### [Required actions]
a - List the three daughters of Tunku Burhanuddin who, according to the biographical text on Tunku Besar Burhanuddin, served as Tunku Ampuan of Negeri Sembilan.
b - Extend the biographical text on Tunku Besar Burhanuddin beyond its final sentence.

Tunku Besar Burhanuddin ibni Almarhum Yamtuan Antah  (22 September 1878 – 5 July 1961) was a member of the Negeri Sembilan royal family and once served as regent of Negeri Sembilan. His father was Yamtuan Antah ibni Yamtuan RadIn, who served as the 6th Yamtuan Besar (now known as Yang di-Pertuan Besar of Negeri Sembilan) from 1869 to 1888. Tunku Burhanuddin's elder brother, Tuanku Muhammad became the 7th Yamtuan Besar and the first to use the title Yang di-Pertuan Besar upon Yamtuan Antah's death.

The title
Tunku Besar (Malay literally meaning "great prince") is the title of the heir presumptive of the throne of Negeri Sembilan, Malaysia. In ancient times it was also the title of the heir apparent of Melaka, Johor, Pahang (all in Malaysia) as well as several Malay sultanates in Sumatra, Indonesia.

Genealogy
Tunku Burhanuddin is best known as father of Negeri Sembilan queens. Three of his daughters served as Tunku Ampuan or Queen consorts. His eldest daughter, Tunku Kurshiah binti Almarhum Tunku Besar Burhanuddin was married to Tuanku Abdul Rahman and was Tunku Ampuan from 1933. She was succeeded as Tunku Ampuan by her sister and Tunku Burhanuddin's second daughter, Tunku Ampuan Durah, who was married to Tunku Munawir. Tunku Burhanuddin's youngest daughter, Tuanku Najihah is the current Tunku Ampuan of Negeri Sembilan. She was formerly the Tunku Ampuan Besar or Queen of Negeri Sembilan from 1967 to 2008, when she ascended to the throne.

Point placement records

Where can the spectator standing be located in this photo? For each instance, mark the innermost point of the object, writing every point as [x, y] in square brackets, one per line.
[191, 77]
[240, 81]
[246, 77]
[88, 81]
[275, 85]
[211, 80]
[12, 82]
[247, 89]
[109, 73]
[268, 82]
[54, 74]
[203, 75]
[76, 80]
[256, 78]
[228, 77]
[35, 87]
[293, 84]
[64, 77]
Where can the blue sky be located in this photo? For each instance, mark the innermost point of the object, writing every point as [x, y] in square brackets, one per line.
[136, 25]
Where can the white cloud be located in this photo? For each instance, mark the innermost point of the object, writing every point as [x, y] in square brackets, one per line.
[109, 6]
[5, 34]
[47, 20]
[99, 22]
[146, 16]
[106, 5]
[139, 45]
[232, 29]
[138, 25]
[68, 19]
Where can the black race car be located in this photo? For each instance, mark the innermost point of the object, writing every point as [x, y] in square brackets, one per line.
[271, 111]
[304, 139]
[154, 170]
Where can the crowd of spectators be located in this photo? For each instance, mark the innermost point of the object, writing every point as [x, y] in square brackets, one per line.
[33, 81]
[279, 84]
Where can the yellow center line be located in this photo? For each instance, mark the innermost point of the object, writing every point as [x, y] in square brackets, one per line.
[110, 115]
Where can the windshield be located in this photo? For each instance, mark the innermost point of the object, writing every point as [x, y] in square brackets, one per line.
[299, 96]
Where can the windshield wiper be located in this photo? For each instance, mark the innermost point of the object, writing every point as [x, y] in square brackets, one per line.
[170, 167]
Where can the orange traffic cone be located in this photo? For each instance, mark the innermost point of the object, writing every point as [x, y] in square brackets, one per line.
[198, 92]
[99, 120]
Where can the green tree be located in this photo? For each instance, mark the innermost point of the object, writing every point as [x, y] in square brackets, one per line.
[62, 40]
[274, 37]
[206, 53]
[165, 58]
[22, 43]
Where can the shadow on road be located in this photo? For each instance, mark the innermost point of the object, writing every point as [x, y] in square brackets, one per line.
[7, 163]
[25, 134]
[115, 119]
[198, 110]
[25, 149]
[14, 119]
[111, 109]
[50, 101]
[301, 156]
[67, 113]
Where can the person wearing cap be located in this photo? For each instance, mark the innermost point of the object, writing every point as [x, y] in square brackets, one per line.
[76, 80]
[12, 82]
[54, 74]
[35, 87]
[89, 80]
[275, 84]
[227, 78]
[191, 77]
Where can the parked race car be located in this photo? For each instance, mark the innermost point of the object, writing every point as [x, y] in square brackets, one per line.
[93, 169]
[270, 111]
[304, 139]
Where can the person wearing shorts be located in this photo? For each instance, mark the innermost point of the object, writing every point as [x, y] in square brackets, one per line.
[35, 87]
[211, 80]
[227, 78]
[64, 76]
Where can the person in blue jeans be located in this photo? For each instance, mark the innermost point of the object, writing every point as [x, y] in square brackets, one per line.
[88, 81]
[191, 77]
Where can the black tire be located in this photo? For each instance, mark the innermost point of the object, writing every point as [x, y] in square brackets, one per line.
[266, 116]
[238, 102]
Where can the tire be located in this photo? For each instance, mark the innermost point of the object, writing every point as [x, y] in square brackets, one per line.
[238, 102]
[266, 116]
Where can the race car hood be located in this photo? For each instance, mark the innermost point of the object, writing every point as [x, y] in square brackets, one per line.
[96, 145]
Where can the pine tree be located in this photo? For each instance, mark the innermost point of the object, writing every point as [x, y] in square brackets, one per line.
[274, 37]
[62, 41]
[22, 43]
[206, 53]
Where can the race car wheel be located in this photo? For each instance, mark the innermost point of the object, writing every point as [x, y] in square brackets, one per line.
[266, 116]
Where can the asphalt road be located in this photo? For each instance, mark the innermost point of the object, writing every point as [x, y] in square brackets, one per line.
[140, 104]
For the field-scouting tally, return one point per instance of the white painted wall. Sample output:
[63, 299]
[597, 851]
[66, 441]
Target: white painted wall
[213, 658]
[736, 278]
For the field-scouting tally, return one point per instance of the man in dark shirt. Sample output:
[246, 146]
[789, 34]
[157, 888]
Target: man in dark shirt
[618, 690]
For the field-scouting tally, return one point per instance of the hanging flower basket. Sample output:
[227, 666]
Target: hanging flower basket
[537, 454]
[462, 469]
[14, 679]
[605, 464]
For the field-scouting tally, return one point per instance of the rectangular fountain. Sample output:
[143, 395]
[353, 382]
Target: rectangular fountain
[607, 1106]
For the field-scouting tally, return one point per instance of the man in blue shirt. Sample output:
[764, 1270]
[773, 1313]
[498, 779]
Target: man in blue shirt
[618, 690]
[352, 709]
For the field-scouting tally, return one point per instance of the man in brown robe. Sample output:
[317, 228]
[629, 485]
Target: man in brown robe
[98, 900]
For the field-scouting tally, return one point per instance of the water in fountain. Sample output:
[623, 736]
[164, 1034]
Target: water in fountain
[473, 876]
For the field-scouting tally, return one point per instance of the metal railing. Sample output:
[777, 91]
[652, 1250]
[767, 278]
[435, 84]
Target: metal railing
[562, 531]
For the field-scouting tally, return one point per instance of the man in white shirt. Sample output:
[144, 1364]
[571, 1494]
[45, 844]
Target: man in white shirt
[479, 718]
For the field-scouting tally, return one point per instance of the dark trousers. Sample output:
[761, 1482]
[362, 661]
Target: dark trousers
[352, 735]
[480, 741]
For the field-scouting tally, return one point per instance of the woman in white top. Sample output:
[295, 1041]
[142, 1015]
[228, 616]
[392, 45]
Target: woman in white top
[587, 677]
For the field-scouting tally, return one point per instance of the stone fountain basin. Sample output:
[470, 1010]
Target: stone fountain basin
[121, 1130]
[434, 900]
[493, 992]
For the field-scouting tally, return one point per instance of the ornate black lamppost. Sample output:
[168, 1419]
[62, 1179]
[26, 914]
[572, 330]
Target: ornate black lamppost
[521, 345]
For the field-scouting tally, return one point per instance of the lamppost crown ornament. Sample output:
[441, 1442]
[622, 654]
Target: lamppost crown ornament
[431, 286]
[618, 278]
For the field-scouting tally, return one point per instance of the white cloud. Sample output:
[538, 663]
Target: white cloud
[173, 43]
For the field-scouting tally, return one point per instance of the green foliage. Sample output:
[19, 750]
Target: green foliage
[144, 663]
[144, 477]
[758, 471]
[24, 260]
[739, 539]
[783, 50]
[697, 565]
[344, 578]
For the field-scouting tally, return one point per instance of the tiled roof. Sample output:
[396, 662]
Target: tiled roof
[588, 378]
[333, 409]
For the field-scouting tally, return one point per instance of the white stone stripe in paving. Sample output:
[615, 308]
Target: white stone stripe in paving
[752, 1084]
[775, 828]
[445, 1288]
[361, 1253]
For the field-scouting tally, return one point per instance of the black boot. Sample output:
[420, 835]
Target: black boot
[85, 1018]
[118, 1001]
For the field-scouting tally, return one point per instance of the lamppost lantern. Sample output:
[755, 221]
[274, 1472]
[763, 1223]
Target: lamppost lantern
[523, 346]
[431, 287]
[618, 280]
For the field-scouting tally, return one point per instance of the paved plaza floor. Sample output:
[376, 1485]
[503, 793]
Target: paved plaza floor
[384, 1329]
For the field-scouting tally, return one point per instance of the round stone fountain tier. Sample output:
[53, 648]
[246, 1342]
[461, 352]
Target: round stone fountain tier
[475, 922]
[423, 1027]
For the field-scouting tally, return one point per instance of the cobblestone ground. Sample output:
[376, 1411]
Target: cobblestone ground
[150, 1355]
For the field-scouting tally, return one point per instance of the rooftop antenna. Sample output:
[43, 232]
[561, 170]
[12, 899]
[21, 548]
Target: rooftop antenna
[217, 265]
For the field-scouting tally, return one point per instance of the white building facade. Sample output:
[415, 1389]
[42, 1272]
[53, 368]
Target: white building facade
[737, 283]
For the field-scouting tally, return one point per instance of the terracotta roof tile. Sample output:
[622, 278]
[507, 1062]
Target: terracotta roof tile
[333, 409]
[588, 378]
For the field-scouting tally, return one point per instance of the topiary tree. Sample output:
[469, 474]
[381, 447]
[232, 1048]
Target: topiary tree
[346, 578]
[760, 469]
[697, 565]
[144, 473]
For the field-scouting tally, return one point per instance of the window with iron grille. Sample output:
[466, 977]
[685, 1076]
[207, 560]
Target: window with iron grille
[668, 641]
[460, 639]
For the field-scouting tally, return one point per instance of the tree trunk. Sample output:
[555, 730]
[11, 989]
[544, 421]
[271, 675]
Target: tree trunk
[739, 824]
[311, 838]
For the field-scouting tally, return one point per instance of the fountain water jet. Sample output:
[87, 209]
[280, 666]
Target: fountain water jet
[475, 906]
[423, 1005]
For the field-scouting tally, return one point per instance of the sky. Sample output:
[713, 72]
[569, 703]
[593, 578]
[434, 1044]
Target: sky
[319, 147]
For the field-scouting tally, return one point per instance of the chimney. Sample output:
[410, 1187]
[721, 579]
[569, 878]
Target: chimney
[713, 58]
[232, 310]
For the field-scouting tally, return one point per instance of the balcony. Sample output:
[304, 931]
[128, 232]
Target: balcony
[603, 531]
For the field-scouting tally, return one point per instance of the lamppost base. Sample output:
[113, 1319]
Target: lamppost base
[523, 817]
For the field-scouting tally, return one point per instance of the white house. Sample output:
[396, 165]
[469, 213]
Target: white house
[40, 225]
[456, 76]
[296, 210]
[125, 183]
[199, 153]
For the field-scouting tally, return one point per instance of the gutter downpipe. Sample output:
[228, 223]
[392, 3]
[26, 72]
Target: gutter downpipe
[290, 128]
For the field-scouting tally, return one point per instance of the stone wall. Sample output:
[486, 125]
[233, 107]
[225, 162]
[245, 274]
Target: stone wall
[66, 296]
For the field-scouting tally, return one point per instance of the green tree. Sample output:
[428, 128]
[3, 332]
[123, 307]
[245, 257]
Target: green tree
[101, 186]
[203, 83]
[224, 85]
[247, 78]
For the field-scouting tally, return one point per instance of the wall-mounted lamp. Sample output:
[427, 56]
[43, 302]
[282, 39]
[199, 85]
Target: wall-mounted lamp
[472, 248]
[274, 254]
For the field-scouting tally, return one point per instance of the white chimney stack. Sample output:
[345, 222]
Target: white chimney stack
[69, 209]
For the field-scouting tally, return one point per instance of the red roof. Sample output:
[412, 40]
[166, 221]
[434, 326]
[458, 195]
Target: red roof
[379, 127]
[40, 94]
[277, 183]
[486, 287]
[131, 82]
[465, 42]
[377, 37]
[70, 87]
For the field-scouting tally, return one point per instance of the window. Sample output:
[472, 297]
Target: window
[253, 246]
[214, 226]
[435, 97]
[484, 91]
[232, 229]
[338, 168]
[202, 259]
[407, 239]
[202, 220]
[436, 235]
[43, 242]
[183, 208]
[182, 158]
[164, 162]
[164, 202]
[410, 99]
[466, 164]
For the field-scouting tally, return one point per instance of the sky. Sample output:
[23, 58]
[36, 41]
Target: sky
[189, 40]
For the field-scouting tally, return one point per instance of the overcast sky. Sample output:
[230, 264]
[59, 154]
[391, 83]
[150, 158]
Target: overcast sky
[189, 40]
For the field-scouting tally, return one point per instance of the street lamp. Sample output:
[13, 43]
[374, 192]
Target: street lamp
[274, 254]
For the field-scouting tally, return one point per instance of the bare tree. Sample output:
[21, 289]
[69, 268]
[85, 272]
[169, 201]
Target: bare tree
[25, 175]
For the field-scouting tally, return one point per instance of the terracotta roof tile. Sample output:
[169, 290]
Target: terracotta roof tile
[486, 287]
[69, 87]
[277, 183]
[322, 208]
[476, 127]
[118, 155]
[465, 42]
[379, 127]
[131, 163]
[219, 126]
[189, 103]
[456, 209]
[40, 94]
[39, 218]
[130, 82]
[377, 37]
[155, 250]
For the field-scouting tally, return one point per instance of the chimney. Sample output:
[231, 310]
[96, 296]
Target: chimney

### [Exercise responses]
a -
- Tunku Kurshiah binti Almarhum Tunku Besar Burhanuddin
- Tunku Ampuan Durah
- Tuanku Najihah

b -
Both Tunku Kurshiah and Tuanku Najihah also served a five-year term as Raja Permaisuri Agong or Queen of Malaysia.

His granddaughter, Tuanku Bahiyah, daughter of Tunku Kurshiah, was Sultanah of Kedah and also served a term as Raja Permaisuri Agong. His grandson, Tuanku Muhriz, son of Tunku Ampuan Durah is the current Yang di-Pertuan Besar of Negeri Sembilan.

Tunku Besar Burhanuddin died in 1961.

Foreign honours
 :
 Honorary Companion of the Order of St Michael and St George (CMG, 3 June 1935)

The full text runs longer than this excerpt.